Among the entries below, which lines include the string "grass"? Show each one.

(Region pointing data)
= Beginning of Section =
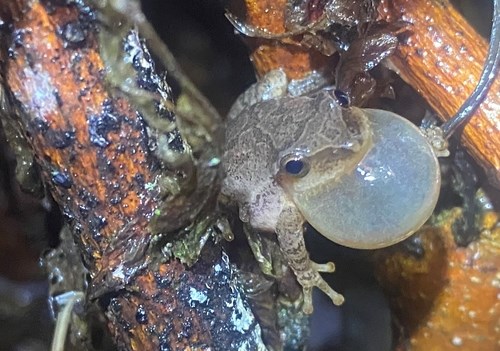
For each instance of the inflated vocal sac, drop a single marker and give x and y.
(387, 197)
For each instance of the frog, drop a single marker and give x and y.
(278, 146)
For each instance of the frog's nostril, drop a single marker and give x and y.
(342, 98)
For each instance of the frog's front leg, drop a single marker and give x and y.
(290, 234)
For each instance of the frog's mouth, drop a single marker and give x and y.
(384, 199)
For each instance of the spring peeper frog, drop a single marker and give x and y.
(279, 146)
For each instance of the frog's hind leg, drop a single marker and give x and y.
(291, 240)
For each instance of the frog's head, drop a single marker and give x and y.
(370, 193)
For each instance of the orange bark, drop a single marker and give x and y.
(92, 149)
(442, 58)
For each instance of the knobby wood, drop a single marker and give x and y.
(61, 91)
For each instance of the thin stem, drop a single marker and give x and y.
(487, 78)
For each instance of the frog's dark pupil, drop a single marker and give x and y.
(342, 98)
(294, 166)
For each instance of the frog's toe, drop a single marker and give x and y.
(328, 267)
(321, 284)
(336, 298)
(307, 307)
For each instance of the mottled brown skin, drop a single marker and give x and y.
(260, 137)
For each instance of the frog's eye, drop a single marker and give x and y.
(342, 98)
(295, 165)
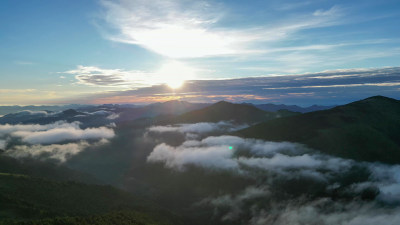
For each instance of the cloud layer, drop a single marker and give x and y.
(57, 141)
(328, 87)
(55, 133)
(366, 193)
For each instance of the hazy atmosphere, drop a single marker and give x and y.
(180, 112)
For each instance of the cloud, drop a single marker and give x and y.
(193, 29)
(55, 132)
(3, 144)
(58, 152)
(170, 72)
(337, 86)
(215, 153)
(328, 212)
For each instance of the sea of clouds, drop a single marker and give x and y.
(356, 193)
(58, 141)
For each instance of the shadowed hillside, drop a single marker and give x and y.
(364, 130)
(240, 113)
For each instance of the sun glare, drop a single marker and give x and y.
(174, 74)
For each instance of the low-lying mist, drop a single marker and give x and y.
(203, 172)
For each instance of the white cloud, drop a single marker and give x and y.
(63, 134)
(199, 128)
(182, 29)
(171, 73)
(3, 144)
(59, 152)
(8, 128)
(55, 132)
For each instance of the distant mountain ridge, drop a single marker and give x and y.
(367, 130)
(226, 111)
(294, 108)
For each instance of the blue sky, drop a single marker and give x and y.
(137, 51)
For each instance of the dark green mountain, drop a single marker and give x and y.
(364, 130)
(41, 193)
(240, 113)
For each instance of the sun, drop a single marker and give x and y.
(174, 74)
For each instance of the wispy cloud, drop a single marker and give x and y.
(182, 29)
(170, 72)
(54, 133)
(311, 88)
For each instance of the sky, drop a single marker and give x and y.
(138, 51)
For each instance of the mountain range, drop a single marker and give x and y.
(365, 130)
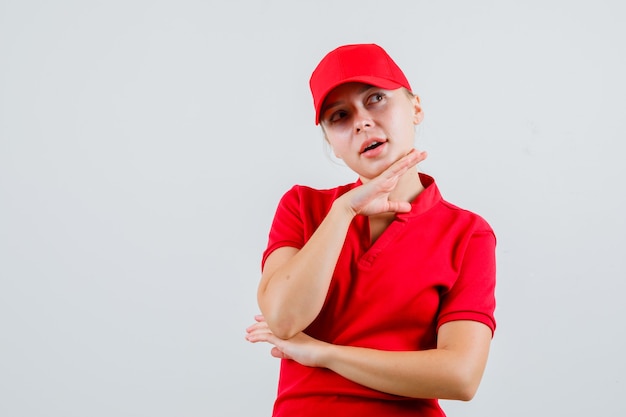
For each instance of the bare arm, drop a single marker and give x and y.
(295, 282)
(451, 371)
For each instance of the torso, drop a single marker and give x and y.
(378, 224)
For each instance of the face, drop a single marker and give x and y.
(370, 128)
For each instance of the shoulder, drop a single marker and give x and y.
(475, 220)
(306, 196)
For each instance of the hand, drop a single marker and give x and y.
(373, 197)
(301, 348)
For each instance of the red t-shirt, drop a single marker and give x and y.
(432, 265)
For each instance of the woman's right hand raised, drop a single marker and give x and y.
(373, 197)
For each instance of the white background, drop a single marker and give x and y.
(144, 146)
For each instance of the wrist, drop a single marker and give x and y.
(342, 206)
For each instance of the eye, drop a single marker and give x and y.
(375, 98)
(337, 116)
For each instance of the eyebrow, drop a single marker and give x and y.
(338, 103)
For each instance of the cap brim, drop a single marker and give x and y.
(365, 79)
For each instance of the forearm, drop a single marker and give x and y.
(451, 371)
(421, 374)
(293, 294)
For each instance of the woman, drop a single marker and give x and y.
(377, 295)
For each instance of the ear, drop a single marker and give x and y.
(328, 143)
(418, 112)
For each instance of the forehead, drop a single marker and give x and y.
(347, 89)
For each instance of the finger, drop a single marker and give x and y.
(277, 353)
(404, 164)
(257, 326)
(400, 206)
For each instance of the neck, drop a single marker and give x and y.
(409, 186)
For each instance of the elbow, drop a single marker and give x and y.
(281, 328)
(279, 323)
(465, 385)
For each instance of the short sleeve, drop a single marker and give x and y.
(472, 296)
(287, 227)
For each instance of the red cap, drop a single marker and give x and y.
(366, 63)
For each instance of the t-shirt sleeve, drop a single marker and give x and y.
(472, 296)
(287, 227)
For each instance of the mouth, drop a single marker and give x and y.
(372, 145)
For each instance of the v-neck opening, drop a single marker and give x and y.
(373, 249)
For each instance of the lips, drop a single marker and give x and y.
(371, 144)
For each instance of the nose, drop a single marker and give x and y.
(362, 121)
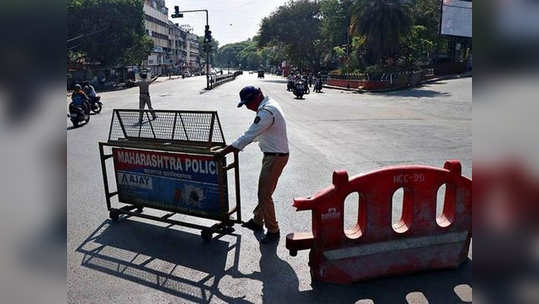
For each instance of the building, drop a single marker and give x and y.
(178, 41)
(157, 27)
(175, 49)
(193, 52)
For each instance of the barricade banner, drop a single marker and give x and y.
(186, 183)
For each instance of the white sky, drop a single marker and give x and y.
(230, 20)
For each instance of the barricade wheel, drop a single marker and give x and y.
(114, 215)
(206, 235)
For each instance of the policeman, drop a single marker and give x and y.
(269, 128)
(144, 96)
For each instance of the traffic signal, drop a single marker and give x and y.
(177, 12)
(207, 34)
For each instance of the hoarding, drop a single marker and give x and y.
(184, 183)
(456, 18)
= End of Section =
= Beginning of Section =
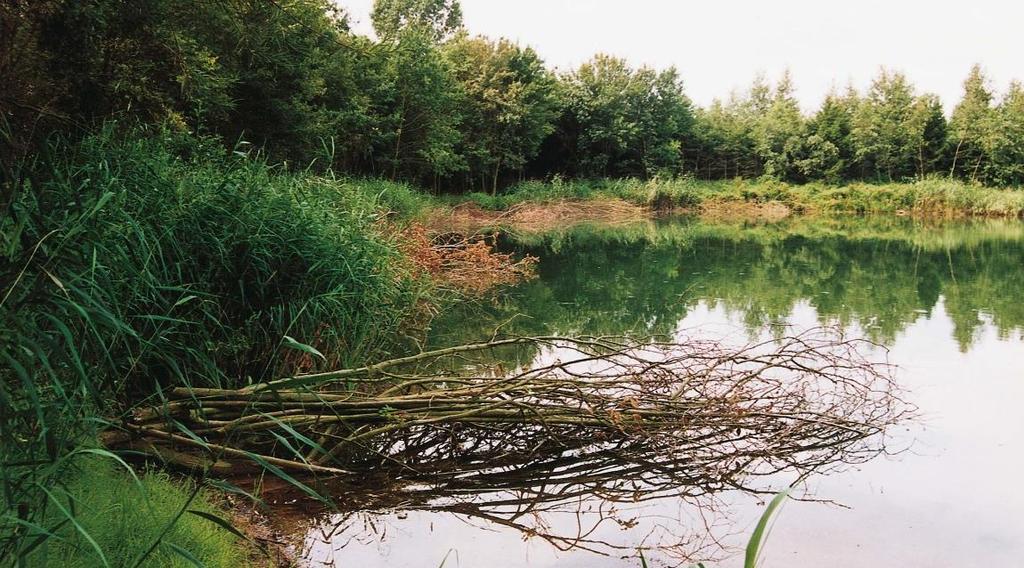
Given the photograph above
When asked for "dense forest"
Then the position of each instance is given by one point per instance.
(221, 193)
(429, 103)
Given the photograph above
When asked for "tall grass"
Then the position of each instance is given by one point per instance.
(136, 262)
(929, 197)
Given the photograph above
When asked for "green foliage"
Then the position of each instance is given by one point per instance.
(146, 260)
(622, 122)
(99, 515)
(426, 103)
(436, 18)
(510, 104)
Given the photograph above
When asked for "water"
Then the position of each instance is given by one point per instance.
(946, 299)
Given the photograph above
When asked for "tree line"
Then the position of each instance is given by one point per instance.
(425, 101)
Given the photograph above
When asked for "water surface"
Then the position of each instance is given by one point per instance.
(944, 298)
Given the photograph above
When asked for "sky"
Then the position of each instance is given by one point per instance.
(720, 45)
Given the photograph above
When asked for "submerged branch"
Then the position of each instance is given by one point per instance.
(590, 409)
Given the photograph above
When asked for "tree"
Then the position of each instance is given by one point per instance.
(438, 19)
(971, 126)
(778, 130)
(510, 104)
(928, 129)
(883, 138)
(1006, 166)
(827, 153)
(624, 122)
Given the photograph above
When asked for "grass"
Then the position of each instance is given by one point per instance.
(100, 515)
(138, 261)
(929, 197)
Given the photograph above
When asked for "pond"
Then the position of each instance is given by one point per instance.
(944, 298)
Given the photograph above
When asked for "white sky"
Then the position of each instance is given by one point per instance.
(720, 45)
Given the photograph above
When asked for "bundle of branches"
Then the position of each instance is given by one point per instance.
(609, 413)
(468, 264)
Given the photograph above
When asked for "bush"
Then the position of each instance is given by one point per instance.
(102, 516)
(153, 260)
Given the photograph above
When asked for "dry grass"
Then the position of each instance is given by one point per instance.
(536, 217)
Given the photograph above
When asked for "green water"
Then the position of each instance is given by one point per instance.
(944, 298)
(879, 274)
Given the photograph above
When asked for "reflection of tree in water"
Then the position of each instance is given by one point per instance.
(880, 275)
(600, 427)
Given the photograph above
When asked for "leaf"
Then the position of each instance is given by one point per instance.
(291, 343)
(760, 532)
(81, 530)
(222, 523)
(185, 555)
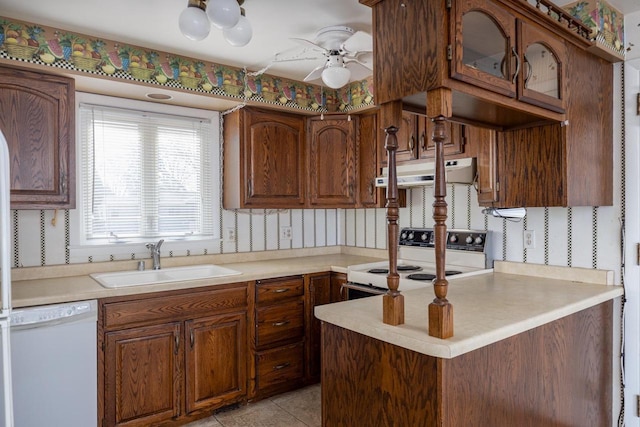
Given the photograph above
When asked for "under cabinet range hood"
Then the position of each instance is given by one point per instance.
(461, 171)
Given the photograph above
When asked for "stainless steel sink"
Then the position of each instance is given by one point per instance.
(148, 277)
= End of Section =
#### [Answer section]
When asked for "tall grass"
When asked for "grass"
When asked for "dry grass"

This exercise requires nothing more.